Extracted text
BEGIN
The pajamas came about because when I am overstressed I get what are called hypnopompic (or hypnogogic) hallucinations. It's a complex phenomenon, as weird brain things usually are, but the gist is that it's a thing that happens when you get jolted awake so fast the normal order of boot operations get scrambled -- the part of the brain that handles real-world input comes online and gets the eyes open before the part that handles generating dream imagery shuts down and cedes control. You see "dreams" overlaid on reality. In my case, the go-to hallucination is a fuck-off huge spider the size of a dinner plate either lurking on the wall next to my head, or descending from the ceiling towards my face.

Why this is what my brain jumps to, I have no idea. I'm not even particularly freaked out by spiders when awake. But when I open my eyes to a giant arachnid about to invade my personal space, my first instinct is to vault out of bed so fast I don't really wake up until I'm over by the door banging on the switch to get the room lights on. I had a single room for much of my college career and the doors auto-locked when you closed them. I didn't fancy getting stuck out in the hallway in nothing but panties. It never occurred to me to tell anyone about the spiders; I just went to Target and bought some sleepwear.
END
Data listing
BEGIN
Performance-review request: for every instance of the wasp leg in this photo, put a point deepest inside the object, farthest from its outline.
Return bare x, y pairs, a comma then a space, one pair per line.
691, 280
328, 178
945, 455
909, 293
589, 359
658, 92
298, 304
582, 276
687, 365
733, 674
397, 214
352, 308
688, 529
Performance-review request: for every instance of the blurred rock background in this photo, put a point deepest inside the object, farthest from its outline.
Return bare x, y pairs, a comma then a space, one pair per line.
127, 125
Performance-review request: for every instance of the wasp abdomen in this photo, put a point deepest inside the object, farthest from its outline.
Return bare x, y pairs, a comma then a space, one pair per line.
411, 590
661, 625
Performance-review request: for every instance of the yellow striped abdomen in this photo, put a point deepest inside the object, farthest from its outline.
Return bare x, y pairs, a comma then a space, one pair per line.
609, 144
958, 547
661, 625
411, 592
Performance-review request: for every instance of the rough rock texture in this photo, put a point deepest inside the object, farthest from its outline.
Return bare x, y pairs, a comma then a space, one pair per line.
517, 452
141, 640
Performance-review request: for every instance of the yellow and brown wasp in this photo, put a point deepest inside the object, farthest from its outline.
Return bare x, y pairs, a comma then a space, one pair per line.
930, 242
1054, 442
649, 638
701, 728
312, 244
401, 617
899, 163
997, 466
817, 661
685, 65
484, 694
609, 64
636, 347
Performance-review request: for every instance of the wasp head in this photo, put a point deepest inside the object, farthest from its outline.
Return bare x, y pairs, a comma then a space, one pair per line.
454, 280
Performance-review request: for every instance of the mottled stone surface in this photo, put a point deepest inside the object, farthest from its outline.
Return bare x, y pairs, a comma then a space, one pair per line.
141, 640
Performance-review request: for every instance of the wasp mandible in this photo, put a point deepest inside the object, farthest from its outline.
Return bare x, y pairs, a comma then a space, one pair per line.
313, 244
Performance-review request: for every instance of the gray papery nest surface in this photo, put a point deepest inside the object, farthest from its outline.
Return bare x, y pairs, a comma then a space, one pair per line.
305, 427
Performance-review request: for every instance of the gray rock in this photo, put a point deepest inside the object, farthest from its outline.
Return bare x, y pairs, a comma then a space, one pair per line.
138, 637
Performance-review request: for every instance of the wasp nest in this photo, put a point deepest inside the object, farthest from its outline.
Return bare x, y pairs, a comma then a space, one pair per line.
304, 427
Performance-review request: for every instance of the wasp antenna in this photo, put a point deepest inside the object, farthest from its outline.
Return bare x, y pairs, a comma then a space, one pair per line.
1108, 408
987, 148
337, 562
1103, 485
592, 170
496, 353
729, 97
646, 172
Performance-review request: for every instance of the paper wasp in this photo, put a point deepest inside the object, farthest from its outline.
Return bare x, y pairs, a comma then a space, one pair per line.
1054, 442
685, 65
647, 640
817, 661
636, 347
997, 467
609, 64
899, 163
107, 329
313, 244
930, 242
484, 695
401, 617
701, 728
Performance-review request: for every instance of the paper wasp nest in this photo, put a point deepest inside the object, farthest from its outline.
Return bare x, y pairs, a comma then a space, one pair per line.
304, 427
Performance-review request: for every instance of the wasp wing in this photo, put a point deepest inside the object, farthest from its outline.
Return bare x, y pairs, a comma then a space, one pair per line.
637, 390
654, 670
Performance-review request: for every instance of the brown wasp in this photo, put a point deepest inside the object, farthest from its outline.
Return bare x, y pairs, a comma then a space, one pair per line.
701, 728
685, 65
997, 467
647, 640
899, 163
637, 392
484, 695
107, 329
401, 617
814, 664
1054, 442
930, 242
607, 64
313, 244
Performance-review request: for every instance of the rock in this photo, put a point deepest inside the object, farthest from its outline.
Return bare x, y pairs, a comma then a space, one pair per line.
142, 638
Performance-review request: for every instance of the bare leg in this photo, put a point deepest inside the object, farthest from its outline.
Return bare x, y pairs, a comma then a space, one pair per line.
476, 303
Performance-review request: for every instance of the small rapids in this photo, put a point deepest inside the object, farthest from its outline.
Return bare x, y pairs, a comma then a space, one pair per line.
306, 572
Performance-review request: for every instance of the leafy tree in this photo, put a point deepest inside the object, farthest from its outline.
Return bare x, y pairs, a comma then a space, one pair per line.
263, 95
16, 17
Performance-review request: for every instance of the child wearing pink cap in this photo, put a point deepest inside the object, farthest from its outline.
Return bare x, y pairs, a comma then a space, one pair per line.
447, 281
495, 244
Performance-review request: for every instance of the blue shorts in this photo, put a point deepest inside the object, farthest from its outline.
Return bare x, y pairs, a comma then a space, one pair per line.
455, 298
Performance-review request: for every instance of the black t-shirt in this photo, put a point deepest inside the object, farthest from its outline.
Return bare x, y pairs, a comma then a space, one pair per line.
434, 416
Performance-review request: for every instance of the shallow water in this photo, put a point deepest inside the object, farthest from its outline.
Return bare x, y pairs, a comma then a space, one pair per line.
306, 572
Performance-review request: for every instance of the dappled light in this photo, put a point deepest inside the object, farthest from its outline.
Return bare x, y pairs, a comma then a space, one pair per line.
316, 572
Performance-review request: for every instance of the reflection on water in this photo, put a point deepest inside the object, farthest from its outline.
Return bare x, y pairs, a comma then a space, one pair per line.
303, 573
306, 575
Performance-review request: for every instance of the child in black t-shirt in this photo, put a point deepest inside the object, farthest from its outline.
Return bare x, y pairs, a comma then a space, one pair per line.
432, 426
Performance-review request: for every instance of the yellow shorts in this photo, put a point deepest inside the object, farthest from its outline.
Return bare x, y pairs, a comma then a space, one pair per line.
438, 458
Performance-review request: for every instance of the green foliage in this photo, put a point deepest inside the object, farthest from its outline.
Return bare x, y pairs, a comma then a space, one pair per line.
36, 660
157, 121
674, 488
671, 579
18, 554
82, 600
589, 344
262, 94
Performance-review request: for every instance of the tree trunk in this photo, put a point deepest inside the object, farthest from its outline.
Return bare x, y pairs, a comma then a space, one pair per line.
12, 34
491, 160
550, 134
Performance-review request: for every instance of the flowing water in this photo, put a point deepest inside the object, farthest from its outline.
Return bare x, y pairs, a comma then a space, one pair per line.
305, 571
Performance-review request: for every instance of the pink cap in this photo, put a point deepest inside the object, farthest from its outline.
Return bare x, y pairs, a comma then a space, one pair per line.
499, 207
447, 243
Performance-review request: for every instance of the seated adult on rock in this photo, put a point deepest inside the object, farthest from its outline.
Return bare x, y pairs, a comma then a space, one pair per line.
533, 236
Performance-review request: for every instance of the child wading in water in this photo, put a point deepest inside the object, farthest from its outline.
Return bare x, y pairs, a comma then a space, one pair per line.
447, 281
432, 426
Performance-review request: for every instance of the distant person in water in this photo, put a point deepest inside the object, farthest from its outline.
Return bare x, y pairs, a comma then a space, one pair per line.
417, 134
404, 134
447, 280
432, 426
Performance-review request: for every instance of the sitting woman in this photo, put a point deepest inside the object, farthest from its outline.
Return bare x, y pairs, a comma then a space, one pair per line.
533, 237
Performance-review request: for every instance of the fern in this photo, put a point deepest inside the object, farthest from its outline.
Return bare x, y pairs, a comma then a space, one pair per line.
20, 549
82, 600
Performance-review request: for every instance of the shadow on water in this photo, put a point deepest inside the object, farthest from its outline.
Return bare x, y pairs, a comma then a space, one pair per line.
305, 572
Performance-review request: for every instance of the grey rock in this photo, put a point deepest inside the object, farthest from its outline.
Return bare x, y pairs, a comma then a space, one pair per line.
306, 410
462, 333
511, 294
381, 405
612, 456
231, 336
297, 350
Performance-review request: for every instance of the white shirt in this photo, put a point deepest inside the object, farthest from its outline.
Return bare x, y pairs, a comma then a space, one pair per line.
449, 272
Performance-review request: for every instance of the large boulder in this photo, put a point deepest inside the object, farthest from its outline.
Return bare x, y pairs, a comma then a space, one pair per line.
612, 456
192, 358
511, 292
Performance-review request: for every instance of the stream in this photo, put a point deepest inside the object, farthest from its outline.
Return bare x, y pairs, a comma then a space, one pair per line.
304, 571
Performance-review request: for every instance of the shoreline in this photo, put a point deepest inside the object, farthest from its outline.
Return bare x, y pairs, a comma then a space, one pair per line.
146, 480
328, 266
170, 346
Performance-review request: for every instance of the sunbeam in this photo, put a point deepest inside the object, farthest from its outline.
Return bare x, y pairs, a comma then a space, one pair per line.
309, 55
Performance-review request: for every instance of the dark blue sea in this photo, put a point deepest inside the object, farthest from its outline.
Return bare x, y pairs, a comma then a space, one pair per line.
END
Activities
[a] Answer these questions about the hallucination passage:
(i) How big is the spider in the usual hallucination?
(ii) What did the doors of the single room do when closed?
(iii) Where was the sleepwear bought?
[b] In the hallucination passage, substitute "serving platter" for "dinner plate" and give the stretch starting with "The pajamas came" and going on through "towards my face.".
The data here come from a separate source.

Responses in order
[a]
(i) The size of a dinner plate.
(ii) They auto-locked.
(iii) At Target.

[b]
The pajamas came about because when I am overstressed I get what are called hypnopompic (or hypnogogic) hallucinations. It's a complex phenomenon, as weird brain things usually are, but the gist is that it's a thing that happens when you get jolted awake so fast the normal order of boot operations get scrambled -- the part of the brain that handles real-world input comes online and gets the eyes open before the part that handles generating dream imagery shuts down and cedes control. You see "dreams" overlaid on reality. In my case, the go-to hallucination is a fuck-off huge spider the size of a serving platter either lurking on the wall next to my head, or descending from the ceiling towards my face.